▸ **Task goal**: Print every entry exactly as written and exclude all images.

^^^^

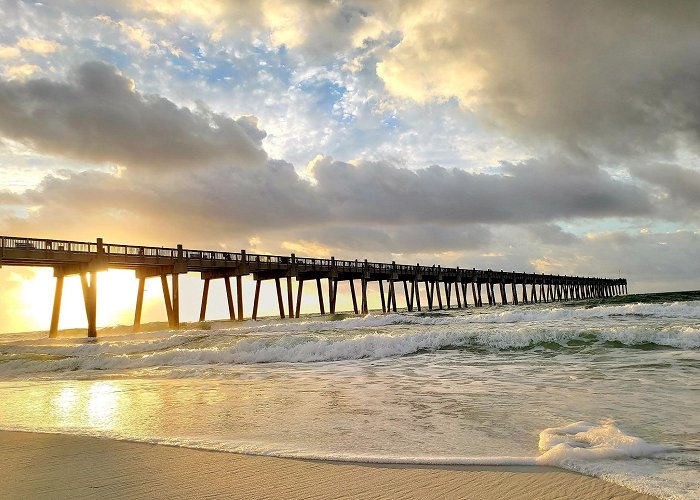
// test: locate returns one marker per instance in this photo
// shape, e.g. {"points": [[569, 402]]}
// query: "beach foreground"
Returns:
{"points": [[61, 466]]}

^^^^

▸ **Response**:
// test: locate returns one marker per instance in this photo
// shape, e.g. {"points": [[569, 402]]}
// query: "beach foreground"
Returns:
{"points": [[61, 466]]}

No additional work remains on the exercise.